--- START OF EXERCISE DATA ---

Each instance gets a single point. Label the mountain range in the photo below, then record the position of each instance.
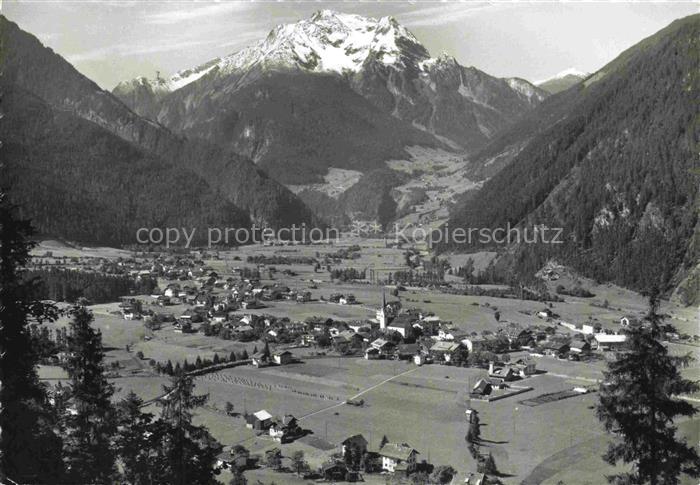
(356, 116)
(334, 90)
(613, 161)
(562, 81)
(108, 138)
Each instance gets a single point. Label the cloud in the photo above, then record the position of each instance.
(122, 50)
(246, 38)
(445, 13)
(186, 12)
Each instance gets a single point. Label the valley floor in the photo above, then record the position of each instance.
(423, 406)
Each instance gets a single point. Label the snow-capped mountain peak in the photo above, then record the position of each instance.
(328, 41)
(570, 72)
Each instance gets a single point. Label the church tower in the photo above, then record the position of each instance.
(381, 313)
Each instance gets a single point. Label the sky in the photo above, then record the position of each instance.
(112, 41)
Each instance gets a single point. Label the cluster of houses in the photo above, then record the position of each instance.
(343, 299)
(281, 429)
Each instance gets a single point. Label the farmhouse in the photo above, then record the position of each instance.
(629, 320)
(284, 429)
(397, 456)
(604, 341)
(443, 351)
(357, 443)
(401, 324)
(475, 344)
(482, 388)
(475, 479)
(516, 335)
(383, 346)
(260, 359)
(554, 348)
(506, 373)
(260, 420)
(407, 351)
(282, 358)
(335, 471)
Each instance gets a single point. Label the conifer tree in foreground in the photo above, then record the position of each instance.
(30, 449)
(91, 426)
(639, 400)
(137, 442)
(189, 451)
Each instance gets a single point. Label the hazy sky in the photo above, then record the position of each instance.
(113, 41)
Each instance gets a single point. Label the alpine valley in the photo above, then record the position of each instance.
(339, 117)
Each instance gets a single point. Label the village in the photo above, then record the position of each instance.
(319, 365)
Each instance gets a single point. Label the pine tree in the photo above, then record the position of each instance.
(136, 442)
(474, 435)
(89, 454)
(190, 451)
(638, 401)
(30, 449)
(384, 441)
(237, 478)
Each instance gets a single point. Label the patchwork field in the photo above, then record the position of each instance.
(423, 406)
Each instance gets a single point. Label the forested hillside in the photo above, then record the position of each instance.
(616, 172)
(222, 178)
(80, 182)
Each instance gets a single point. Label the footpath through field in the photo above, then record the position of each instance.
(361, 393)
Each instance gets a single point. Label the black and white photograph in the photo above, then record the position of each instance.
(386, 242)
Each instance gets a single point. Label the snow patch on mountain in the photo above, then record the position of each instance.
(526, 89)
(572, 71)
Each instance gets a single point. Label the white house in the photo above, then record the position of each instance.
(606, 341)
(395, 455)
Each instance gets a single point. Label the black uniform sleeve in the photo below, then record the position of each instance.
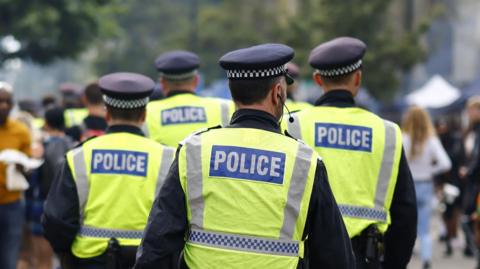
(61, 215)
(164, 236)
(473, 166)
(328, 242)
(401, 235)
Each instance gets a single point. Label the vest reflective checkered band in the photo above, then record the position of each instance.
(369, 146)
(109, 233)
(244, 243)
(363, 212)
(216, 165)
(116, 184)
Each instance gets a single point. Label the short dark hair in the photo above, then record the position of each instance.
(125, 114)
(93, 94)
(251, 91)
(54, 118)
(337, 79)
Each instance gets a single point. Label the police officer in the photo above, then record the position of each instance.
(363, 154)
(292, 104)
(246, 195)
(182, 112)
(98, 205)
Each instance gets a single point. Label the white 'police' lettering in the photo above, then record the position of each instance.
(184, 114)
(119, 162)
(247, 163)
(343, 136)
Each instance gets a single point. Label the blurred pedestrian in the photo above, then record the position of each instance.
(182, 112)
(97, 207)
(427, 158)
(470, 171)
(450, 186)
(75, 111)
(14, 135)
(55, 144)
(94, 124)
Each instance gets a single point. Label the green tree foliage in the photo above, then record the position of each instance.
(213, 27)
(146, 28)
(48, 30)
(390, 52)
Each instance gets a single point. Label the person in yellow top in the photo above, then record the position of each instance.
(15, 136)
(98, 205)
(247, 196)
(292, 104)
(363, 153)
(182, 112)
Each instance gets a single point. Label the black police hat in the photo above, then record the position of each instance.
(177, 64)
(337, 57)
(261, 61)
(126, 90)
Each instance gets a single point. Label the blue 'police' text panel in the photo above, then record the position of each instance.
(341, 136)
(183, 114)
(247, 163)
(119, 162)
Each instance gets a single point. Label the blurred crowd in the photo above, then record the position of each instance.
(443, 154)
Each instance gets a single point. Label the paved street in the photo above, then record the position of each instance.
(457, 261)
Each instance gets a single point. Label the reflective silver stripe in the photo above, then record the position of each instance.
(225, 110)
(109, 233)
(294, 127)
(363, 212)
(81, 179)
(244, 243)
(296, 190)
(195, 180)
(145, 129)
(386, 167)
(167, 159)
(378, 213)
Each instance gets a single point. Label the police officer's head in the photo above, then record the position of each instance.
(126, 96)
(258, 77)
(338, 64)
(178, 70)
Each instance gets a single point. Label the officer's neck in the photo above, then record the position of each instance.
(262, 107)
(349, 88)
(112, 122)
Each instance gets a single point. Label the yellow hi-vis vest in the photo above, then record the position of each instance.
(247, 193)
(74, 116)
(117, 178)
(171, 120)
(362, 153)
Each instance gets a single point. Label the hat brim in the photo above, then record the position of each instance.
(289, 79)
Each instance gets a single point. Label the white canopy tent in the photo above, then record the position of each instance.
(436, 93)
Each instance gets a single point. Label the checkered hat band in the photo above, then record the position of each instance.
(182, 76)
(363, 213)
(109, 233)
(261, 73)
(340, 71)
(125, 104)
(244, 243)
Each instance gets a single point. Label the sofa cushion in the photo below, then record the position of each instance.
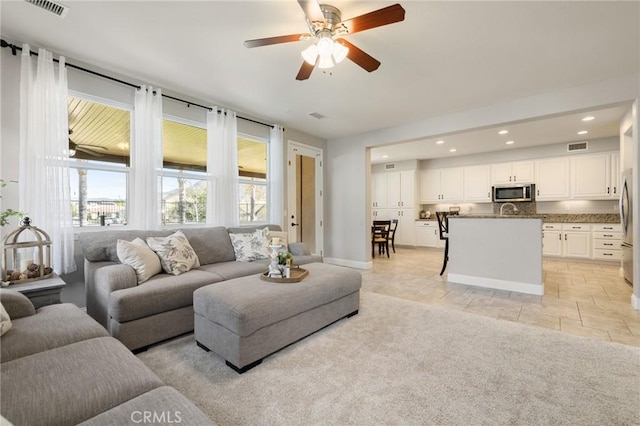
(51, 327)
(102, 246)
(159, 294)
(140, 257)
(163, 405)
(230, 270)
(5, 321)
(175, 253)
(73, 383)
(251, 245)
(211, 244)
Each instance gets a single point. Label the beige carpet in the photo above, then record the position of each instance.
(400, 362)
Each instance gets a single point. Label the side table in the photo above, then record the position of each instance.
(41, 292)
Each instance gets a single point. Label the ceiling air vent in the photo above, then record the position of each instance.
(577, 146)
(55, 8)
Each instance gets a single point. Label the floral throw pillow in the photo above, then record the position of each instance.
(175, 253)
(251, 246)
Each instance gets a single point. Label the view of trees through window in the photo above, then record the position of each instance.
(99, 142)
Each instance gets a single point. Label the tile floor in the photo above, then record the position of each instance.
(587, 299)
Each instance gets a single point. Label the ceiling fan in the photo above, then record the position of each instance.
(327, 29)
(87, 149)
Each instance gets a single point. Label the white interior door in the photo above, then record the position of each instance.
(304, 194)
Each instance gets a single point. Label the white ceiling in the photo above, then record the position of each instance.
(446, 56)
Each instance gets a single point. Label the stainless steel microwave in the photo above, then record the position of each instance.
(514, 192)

--- END OF EXERCISE DATA ---
--- START OF EXERCISE DATA ---

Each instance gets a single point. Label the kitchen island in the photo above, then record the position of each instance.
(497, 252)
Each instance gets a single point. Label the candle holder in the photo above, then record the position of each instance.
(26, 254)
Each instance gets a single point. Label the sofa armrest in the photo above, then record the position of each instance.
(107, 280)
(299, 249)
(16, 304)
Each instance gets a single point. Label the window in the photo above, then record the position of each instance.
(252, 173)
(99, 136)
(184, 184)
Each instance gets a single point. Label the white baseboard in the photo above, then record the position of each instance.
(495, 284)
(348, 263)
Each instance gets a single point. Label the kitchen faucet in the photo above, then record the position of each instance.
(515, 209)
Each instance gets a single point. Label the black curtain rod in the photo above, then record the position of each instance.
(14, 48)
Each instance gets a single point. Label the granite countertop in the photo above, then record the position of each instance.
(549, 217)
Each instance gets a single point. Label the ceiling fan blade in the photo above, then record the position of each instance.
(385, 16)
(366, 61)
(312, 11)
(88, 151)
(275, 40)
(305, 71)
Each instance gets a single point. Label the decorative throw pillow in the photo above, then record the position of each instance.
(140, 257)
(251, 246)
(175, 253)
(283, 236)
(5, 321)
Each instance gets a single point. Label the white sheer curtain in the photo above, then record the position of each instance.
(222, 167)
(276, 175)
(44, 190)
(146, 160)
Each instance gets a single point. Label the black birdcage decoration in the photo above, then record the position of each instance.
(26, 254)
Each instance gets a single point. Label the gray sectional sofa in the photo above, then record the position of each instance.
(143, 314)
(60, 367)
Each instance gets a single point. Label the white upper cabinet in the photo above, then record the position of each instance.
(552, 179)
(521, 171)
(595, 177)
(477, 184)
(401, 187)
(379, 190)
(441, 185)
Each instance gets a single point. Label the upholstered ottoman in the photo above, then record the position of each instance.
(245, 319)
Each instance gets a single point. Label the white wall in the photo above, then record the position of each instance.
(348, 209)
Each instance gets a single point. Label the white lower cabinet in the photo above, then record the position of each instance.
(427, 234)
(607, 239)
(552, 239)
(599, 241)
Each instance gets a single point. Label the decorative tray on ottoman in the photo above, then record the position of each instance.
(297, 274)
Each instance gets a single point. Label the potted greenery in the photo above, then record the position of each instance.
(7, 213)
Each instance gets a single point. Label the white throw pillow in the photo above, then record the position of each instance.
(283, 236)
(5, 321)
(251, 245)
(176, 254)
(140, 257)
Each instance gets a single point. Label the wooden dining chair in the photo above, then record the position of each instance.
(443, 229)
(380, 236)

--- END OF EXERCISE DATA ---

WORK TO COMPLETE:
Filter the records above down to every line containing the string "pillow", and copy those lines. Treat case as significant.

EXERCISE ANSWER:
Each instance gets a single point. Label the floral throw pillow in the photo above, then record the position of each instance.
Each instance gets a single point. Label the decorative throw pillow in the photo above, then record the position of each instance.
Each instance gets a single point. Label the white throw pillow in the photo above, then record the position of each instance.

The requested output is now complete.